--- Start of RECORDS FOR THIS EXERCISE ---

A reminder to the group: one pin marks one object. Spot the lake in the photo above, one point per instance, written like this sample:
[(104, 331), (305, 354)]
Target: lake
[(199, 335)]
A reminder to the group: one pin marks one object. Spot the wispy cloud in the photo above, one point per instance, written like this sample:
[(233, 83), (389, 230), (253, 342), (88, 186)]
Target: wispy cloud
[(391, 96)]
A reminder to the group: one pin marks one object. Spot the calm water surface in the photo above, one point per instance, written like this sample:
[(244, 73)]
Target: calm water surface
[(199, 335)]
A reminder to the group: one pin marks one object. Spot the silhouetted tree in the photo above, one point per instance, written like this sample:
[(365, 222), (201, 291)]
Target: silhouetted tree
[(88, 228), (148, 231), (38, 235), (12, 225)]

--- End of RECORDS FOR THIS EXERCISE ---

Set down all of the entries above again, word for word.

A reminder to the group: one pin marks one object. Spot the lake in the photo above, one point per instance, written like this sample:
[(104, 331), (305, 354)]
Target: lake
[(199, 335)]
A reminder to the group: one pin marks one object. Spot the wispy cloud in the photo above, one point per instance, written like this sample:
[(233, 83), (389, 230), (253, 342), (88, 186)]
Target: wispy cloud
[(391, 96)]
A reminder to the group: one pin marks one object. Spot the calm water surface in the photo above, one point per instance, written like this sample:
[(244, 73)]
Target: calm water surface
[(199, 335)]
A reminder to the group: one pin marks one object. Spot the silhouetted tree in the photo above, one point per instance, written like this sample:
[(365, 222), (201, 291)]
Target: silhouetted tree
[(88, 228), (148, 231), (38, 235), (12, 225)]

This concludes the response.